* [WRITTEN REQUEST]:
Please rewrite all of the records below with "outline" changed to "boundary" and nothing else altered, and omit the pictures from your answer.

* [STORED ROWS]:
+ + + +

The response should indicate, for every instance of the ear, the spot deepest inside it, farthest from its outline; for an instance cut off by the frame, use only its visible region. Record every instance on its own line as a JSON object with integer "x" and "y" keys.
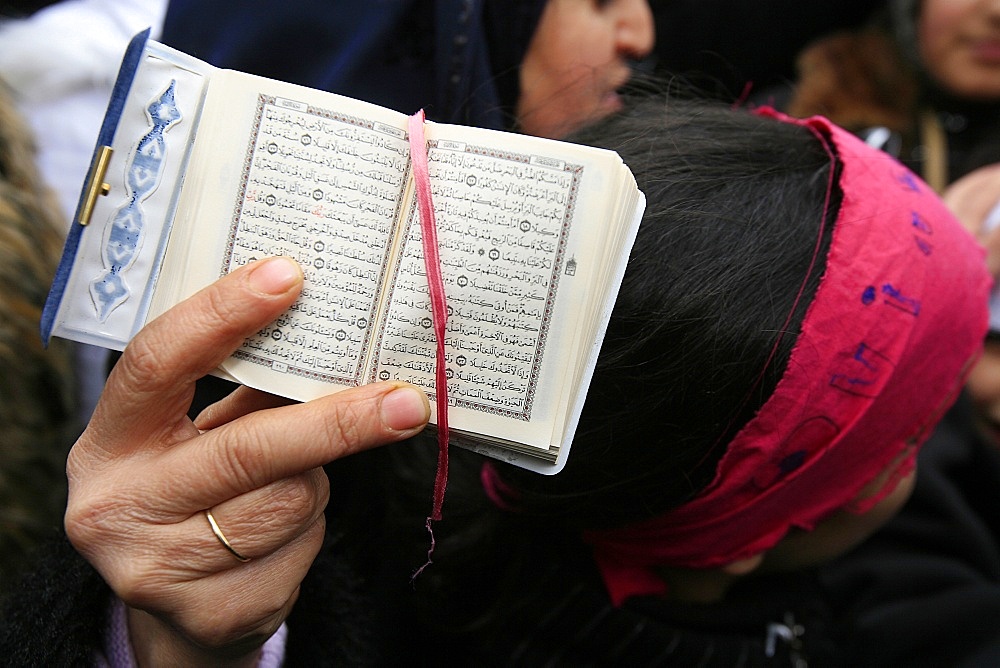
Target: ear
{"x": 743, "y": 566}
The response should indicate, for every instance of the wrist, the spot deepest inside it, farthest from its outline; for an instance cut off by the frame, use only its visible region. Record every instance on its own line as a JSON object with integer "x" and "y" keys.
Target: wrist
{"x": 156, "y": 643}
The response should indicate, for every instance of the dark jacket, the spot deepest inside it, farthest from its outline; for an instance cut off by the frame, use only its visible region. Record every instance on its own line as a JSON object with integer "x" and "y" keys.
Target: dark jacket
{"x": 457, "y": 59}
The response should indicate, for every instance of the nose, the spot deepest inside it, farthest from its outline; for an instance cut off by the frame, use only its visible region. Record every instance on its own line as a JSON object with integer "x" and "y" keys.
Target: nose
{"x": 635, "y": 32}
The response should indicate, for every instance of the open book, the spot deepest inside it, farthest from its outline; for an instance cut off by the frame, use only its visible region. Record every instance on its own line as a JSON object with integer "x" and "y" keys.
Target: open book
{"x": 199, "y": 170}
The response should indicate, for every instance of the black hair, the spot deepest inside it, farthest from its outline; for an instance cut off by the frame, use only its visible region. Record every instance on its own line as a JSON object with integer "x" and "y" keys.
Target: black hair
{"x": 735, "y": 209}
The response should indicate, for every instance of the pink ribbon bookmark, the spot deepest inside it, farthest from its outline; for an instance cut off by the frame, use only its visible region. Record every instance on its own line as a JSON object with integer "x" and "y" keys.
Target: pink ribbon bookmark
{"x": 439, "y": 310}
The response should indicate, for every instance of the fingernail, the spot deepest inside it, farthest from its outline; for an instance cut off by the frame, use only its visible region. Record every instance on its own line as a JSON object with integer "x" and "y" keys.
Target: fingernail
{"x": 405, "y": 408}
{"x": 275, "y": 276}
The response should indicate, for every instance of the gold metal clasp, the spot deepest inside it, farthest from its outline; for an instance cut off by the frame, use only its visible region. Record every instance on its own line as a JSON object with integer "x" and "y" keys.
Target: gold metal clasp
{"x": 95, "y": 183}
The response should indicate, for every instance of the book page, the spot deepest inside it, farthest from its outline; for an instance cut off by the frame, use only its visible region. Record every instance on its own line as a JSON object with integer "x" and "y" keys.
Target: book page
{"x": 518, "y": 225}
{"x": 321, "y": 179}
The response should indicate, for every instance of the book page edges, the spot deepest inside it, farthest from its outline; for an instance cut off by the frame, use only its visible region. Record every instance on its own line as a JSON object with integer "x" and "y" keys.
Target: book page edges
{"x": 531, "y": 461}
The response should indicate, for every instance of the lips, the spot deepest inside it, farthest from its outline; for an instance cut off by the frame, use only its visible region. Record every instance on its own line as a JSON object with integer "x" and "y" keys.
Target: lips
{"x": 986, "y": 51}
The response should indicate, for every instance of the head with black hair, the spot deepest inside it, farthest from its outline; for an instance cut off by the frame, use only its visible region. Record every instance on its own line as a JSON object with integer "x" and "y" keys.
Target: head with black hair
{"x": 767, "y": 364}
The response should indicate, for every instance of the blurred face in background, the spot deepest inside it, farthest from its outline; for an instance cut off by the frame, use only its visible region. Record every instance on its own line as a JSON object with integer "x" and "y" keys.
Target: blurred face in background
{"x": 578, "y": 60}
{"x": 960, "y": 46}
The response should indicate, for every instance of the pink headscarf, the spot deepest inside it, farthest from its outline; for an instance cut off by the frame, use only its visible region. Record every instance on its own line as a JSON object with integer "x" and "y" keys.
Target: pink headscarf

+ + + +

* [COMPLETE OUTPUT]:
The response should indicate, for every instance of the ear, the spot deepest inside it, farthest from its boundary; for an instance cut off by the frame, use only its visible region. Record every instance on its own line as a JSON object with integer "x" and "y" keys.
Target: ear
{"x": 743, "y": 566}
The response should indicate, for every instance of the wrist, the spot deepest inside it, farthest from its boundary; for an instance cut off by the frame, use only its visible region. Record every instance on its own line as a JSON object with integer "x" and "y" keys.
Target: wrist
{"x": 156, "y": 643}
The response should indicate, for every instance of the dark jacket, the spot deepest inside it, farthest from its boundary; for an instance cut off by the frame, use only its visible region. Record every instance on its own line as a JSON object with integer "x" and "y" keys.
Target: dark jacket
{"x": 457, "y": 59}
The response should indicate, for every instance of the nose, the spot deepest inside it, farthest from its boundary; for an instance cut off by the frame, use only its visible region. Record every instance on its own line as a JSON object with integer "x" and "y" keys.
Target: nose
{"x": 635, "y": 32}
The response should indicate, for every instance of the open book, the spot deepest inside it, farthest from its boundary; for an instance cut off by the frame, use only its visible region. Record every instance on its own line as a JSON object with integer "x" and "y" keys.
Target: open book
{"x": 199, "y": 170}
The response should indicate, for every instance of the black hair, the spot deepest inside it, farthest from its boundary; for an instance cut off by the frame, use only its visible region. Record every instance on its own line as a JSON object with integer "x" and "y" keys.
Target: black hair
{"x": 735, "y": 209}
The response should indicate, for every instance of the pink ribbon bookmark, the spot deepest inside it, farthest from its boundary; for an instance cut off by the frame, use only its visible region. Record every instance on its own line as a JSON object with integer "x" and "y" keys.
Target: pink ribbon bookmark
{"x": 439, "y": 310}
The response should indicate, for every instance of the fingernail, the spot deepest inside it, farthest from its boundary; for an instance cut off by the frame, use only its visible region. Record every instance on its own line as a JSON object with integer "x" and "y" keys.
Target: fingernail
{"x": 405, "y": 408}
{"x": 275, "y": 276}
The response should indicate, for every instance of the gold metal clasp, the spot deepest inside it, farthest from its boundary; for an instance cut off by the frame, use only its visible region. Record every instance on its own line as a JSON object with integer "x" and "y" keys.
Target: gold metal clasp
{"x": 95, "y": 183}
The response should indicate, for every instance of the book page, the spot deepest inside it, farthest from its boundary; for an instance cut off by the frame, use only its visible region. Record every instance on its own line as a JSON object with integer "x" and "y" keys.
Target: book page
{"x": 518, "y": 225}
{"x": 321, "y": 179}
The response should indicate, for every instance of the book page edges, the spot deepest inside it, farthest from its boundary; for an instance cut off by the frame, use only its visible region. Record every instance on its own line as a JSON object with integer "x" and "y" keys.
Target: book page edges
{"x": 531, "y": 461}
The response should indicate, for every instance of the lips, the spot deepest inside it, farthest from its boundary; for an instance cut off by the frame, use only its visible region. Record every instance on its own line as a JSON object with integer "x" and "y" keys.
Target: lips
{"x": 986, "y": 51}
The response should indicate, for every instance of the head with black hair, the spot deepest inside it, farthest from its boundary; for an instance cut off by the frame, use only its visible region. Record every instance on its own line as a JSON object with integer "x" and "y" keys.
Target: head with black hair
{"x": 767, "y": 364}
The response should indicate, for every instance of the blurred face in background, the spot deepest inside it, farthest from its boundary; for an instance cut off by the frame, use only its visible region. Record every instance on its own line as a JSON object with integer "x" and "y" keys.
Target: blurred face in background
{"x": 578, "y": 60}
{"x": 960, "y": 46}
The response should indicate, for every instance of the pink headscarf, the spot deepest inside it, farthest from its boundary; for an instance cut off by the frame, use only its visible region. Record every instance on its own line as a JSON object with integer "x" and "y" keys.
Target: pink headscarf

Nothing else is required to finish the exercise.